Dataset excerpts
▶

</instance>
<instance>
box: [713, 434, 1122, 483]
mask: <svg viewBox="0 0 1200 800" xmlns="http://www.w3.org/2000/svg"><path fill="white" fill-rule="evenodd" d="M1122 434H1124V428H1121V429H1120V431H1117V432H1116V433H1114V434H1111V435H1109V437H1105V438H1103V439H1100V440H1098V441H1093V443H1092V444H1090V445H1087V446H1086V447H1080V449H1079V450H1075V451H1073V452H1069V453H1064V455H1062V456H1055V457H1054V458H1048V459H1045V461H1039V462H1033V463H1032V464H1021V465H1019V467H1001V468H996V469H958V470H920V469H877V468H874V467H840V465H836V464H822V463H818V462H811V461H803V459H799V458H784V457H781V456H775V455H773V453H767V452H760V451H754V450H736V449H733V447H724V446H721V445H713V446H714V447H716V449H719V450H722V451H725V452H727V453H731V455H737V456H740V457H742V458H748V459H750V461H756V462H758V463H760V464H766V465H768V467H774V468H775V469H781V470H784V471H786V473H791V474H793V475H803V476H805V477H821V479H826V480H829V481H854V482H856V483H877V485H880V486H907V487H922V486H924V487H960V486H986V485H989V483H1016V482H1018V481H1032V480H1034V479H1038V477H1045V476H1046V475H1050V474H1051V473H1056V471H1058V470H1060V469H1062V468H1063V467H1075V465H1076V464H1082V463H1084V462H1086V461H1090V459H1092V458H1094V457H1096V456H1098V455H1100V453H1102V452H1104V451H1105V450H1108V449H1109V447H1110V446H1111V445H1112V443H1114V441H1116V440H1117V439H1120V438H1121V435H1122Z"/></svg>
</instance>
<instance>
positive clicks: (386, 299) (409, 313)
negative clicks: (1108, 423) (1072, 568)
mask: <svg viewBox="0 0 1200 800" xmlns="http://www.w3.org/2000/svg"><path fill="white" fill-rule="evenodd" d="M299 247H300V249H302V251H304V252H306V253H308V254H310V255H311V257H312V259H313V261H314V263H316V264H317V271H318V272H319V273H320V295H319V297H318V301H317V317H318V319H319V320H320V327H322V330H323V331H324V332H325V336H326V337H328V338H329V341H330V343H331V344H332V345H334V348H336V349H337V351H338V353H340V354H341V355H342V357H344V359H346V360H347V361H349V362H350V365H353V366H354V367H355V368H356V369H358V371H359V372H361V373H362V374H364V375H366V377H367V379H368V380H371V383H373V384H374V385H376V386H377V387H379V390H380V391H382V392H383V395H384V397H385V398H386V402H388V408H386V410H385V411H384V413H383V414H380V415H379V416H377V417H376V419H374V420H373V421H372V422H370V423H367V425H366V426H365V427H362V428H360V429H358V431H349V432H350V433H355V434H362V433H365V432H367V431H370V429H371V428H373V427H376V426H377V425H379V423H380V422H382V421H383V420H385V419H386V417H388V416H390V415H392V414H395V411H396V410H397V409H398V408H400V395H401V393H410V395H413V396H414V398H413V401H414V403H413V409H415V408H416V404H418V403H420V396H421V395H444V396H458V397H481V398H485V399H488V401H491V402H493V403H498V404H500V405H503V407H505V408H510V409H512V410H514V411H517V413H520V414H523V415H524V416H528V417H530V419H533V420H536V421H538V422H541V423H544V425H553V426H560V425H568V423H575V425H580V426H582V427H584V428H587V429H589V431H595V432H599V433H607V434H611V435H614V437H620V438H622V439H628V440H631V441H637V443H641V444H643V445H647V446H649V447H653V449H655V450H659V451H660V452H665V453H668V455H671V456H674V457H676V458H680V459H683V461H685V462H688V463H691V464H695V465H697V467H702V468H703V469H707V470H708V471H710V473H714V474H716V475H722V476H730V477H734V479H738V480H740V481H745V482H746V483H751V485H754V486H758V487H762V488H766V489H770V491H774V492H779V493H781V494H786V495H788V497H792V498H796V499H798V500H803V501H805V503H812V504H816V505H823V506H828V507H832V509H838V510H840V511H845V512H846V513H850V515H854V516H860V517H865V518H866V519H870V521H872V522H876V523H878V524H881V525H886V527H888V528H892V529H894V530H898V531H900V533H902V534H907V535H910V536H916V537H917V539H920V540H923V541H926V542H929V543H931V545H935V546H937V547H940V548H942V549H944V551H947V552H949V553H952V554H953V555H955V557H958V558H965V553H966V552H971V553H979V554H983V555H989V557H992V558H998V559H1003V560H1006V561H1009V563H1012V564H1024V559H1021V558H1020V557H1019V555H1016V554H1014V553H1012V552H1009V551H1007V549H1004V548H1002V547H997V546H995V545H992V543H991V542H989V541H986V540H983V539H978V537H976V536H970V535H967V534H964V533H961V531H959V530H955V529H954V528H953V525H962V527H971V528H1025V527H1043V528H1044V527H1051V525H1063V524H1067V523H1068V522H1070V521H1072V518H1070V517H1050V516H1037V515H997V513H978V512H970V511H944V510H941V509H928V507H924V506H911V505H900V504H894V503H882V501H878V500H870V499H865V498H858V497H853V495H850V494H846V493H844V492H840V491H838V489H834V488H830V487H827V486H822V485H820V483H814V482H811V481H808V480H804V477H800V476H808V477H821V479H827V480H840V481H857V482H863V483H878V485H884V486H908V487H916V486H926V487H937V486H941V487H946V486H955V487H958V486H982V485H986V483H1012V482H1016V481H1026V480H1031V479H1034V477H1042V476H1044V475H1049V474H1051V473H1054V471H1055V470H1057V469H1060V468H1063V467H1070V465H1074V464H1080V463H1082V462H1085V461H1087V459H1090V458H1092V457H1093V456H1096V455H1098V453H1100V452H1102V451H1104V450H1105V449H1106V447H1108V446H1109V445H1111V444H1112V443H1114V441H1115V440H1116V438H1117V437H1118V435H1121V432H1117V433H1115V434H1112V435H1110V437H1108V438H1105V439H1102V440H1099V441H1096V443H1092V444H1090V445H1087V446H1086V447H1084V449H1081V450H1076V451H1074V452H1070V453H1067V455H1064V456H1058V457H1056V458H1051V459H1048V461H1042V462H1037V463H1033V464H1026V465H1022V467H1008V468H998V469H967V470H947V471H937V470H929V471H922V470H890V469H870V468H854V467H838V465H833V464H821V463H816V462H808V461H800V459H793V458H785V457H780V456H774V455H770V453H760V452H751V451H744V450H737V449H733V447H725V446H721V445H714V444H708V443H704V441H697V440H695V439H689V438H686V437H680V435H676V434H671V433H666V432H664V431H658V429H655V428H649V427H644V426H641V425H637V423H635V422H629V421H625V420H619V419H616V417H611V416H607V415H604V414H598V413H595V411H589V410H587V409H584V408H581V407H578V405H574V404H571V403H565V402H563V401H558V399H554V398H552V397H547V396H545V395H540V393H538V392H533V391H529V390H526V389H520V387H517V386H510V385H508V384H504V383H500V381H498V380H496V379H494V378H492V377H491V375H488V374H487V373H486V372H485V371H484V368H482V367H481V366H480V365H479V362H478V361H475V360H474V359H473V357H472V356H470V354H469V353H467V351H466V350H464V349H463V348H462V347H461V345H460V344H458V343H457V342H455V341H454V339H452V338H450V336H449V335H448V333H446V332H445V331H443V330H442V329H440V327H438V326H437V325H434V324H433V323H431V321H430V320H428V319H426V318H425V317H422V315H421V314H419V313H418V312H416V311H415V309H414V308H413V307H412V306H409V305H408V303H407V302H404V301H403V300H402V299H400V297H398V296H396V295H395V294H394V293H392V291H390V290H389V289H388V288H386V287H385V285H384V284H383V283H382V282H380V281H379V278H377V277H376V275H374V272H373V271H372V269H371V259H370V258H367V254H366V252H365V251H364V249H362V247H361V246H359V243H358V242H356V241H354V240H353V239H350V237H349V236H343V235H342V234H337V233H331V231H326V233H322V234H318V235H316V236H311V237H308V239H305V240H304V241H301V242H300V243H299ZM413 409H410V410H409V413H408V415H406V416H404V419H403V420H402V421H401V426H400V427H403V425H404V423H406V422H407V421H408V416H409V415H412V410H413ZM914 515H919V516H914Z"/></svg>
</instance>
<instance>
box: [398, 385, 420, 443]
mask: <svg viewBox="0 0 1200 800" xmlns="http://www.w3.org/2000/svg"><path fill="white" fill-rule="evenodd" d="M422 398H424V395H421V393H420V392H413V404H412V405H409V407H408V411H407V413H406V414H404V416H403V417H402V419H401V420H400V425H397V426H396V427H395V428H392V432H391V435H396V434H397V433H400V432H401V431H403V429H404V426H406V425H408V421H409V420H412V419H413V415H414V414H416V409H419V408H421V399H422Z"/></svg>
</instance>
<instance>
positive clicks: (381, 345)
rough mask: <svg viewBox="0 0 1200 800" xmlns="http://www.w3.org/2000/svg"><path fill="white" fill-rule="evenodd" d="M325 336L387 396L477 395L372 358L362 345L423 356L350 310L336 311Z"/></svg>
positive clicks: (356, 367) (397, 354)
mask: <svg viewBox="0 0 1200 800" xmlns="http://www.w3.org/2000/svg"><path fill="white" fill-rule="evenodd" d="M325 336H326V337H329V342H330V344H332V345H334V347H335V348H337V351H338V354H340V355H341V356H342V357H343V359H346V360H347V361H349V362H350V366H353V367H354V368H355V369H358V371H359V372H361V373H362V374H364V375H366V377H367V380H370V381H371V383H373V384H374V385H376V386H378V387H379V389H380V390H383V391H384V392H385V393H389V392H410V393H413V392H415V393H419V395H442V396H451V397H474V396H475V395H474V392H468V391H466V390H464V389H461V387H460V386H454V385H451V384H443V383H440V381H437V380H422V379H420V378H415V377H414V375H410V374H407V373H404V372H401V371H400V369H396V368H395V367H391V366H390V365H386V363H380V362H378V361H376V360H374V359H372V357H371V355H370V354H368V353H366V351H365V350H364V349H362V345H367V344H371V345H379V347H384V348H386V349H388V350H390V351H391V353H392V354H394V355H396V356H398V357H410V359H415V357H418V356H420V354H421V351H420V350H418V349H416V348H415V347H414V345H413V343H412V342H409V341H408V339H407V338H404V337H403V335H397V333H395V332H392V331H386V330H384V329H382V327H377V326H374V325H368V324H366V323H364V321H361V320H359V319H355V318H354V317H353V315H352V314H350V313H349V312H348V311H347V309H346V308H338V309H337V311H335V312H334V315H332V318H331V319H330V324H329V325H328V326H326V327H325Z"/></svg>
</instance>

◀

Would you please filter the lines above and copy every one that includes "clicks"?

positive clicks: (386, 299) (409, 313)
negative clicks: (1108, 423) (1072, 568)
positive clicks: (381, 345)
positive clicks: (356, 367) (397, 354)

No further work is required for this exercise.